- [Task brief]: In the material below, the required lines run from the one containing "Interiors are defined by the even-odd rule." through the one containing "142), (532, 204)]]". Copy those lines exactly, ends included, and nothing else.
****************
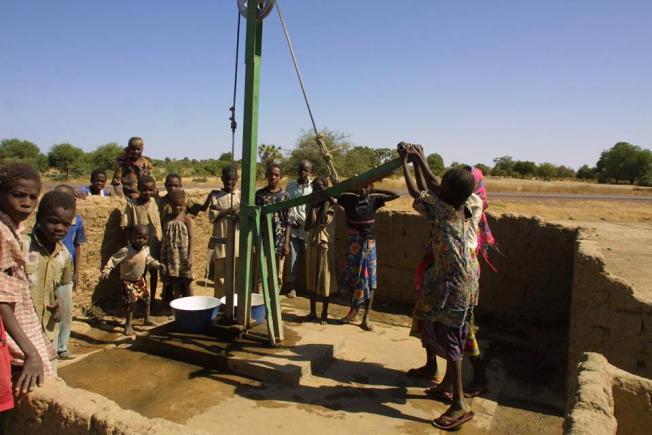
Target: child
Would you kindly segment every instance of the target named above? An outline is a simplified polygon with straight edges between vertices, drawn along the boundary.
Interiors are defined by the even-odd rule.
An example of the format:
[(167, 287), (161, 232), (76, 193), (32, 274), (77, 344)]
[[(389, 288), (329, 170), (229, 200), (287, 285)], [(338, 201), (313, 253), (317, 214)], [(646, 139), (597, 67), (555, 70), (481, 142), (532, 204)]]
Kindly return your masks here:
[(21, 245), (22, 222), (36, 208), (40, 191), (41, 177), (31, 166), (0, 167), (0, 412), (13, 408), (8, 354), (20, 371), (16, 392), (32, 391), (55, 376), (54, 348), (34, 311)]
[(79, 189), (82, 198), (89, 195), (110, 196), (111, 194), (104, 189), (106, 185), (106, 172), (103, 169), (95, 169), (91, 172), (91, 184)]
[[(160, 258), (161, 239), (163, 230), (161, 228), (161, 216), (158, 205), (154, 199), (156, 193), (156, 182), (149, 175), (138, 179), (138, 198), (127, 201), (127, 207), (122, 215), (122, 228), (128, 232), (134, 225), (145, 225), (148, 228), (149, 252), (154, 258)], [(150, 295), (152, 304), (156, 300), (156, 286), (158, 284), (158, 272), (150, 270)]]
[[(256, 191), (256, 205), (276, 204), (287, 201), (289, 196), (279, 185), (283, 178), (283, 170), (279, 165), (272, 164), (265, 172), (267, 186)], [(275, 211), (272, 216), (272, 232), (274, 233), (274, 249), (276, 251), (276, 270), (278, 271), (278, 286), (283, 286), (283, 265), (285, 257), (290, 253), (290, 222), (288, 211)]]
[[(152, 175), (152, 163), (143, 157), (145, 143), (139, 137), (132, 137), (123, 155), (116, 159), (116, 169), (111, 184), (118, 196), (134, 199), (138, 195), (140, 177)], [(122, 188), (121, 188), (122, 186)]]
[[(310, 185), (310, 173), (312, 172), (312, 163), (308, 160), (299, 162), (297, 168), (297, 179), (290, 181), (285, 190), (288, 192), (290, 199), (310, 195), (312, 187)], [(285, 277), (290, 290), (288, 298), (297, 297), (296, 281), (299, 273), (299, 265), (306, 256), (306, 205), (298, 205), (288, 210), (288, 219), (290, 220), (290, 255), (288, 256), (288, 273)]]
[[(55, 190), (67, 193), (74, 197), (75, 191), (72, 187), (61, 184)], [(70, 339), (70, 330), (72, 328), (72, 294), (77, 289), (79, 282), (79, 261), (82, 256), (82, 245), (86, 243), (86, 232), (84, 231), (84, 220), (81, 215), (76, 215), (70, 225), (68, 234), (63, 239), (63, 244), (68, 248), (68, 252), (72, 256), (73, 262), (73, 277), (72, 287), (66, 286), (58, 289), (59, 302), (61, 303), (62, 318), (59, 328), (59, 337), (57, 339), (57, 355), (59, 359), (73, 359), (75, 356), (68, 352), (68, 340)]]
[(468, 333), (466, 321), (477, 292), (466, 244), (468, 222), (464, 207), (473, 191), (473, 177), (465, 169), (451, 169), (444, 174), (441, 185), (434, 177), (429, 177), (426, 184), (430, 189), (417, 189), (408, 169), (408, 158), (422, 173), (430, 175), (429, 170), (424, 169), (428, 167), (427, 162), (412, 145), (399, 145), (408, 191), (415, 199), (414, 208), (431, 225), (433, 262), (423, 273), (415, 313), (424, 317), (424, 340), (447, 361), (444, 382), (452, 385), (453, 390), (450, 397), (447, 388), (440, 386), (442, 398), (452, 400), (452, 405), (432, 424), (438, 429), (456, 430), (473, 418), (462, 386), (462, 357)]
[(186, 195), (183, 190), (167, 194), (171, 219), (163, 229), (161, 263), (165, 266), (163, 300), (171, 302), (174, 290), (181, 296), (192, 296), (192, 220), (185, 214)]
[(346, 192), (339, 196), (337, 203), (346, 212), (349, 238), (346, 251), (346, 266), (342, 276), (342, 289), (353, 293), (351, 309), (342, 319), (351, 323), (360, 307), (366, 303), (360, 327), (371, 331), (369, 313), (376, 290), (376, 234), (374, 223), (376, 210), (398, 195), (389, 190), (373, 190), (373, 185), (363, 186), (357, 193)]
[[(183, 185), (181, 184), (181, 176), (179, 174), (168, 174), (165, 177), (165, 190), (167, 191), (167, 194), (165, 196), (156, 197), (158, 200), (159, 214), (161, 215), (161, 226), (163, 228), (165, 228), (165, 224), (167, 224), (170, 218), (173, 219), (171, 216), (173, 207), (170, 205), (170, 193), (181, 189), (183, 189)], [(186, 195), (183, 212), (186, 215), (197, 216), (200, 211), (202, 211), (202, 205), (196, 203)]]
[(131, 237), (128, 246), (120, 249), (106, 263), (102, 270), (102, 279), (107, 279), (111, 270), (120, 265), (120, 279), (125, 303), (125, 335), (135, 335), (132, 321), (134, 304), (138, 301), (145, 303), (144, 324), (154, 325), (149, 321), (149, 292), (145, 282), (146, 269), (164, 270), (161, 263), (156, 261), (149, 253), (147, 242), (149, 229), (146, 225), (136, 224), (131, 227)]
[[(156, 201), (158, 202), (159, 215), (161, 216), (161, 228), (165, 230), (168, 221), (174, 219), (176, 214), (173, 212), (173, 207), (170, 204), (170, 193), (181, 190), (183, 185), (181, 184), (181, 176), (179, 174), (168, 174), (165, 177), (165, 190), (167, 194), (165, 196), (155, 196)], [(187, 198), (187, 197), (186, 197)], [(190, 198), (186, 199), (186, 203), (183, 206), (183, 213), (188, 216), (197, 216), (197, 214), (202, 211), (202, 205), (197, 204)], [(169, 299), (174, 294), (174, 289), (170, 286), (172, 283), (168, 281), (163, 282), (163, 301), (170, 303), (172, 299)]]
[(61, 190), (46, 193), (36, 212), (34, 230), (25, 236), (23, 242), (25, 271), (34, 309), (45, 335), (55, 345), (64, 310), (70, 317), (67, 336), (64, 337), (66, 345), (70, 337), (73, 262), (63, 239), (70, 230), (75, 213), (75, 198), (71, 193)]
[[(326, 178), (316, 178), (312, 182), (312, 191), (320, 192), (328, 187)], [(306, 213), (306, 288), (310, 293), (310, 314), (304, 321), (317, 320), (317, 299), (322, 301), (321, 324), (328, 323), (328, 302), (331, 290), (332, 255), (329, 245), (334, 231), (329, 228), (335, 219), (335, 202), (333, 199), (311, 204)]]
[(240, 191), (235, 188), (237, 182), (238, 170), (231, 166), (223, 168), (222, 189), (212, 191), (202, 206), (203, 210), (208, 210), (208, 221), (213, 224), (213, 235), (208, 243), (208, 249), (213, 250), (213, 282), (216, 298), (225, 295), (226, 262), (231, 252), (235, 264), (238, 264)]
****************
- [Task solution]:
Interiors are defined by the even-odd rule.
An example of the format:
[(167, 287), (161, 232), (76, 193), (32, 274), (77, 344)]
[[(389, 288), (329, 170), (229, 200), (287, 285)], [(338, 201), (313, 253), (317, 214)], [(646, 139), (597, 67), (555, 70), (481, 142), (532, 204)]]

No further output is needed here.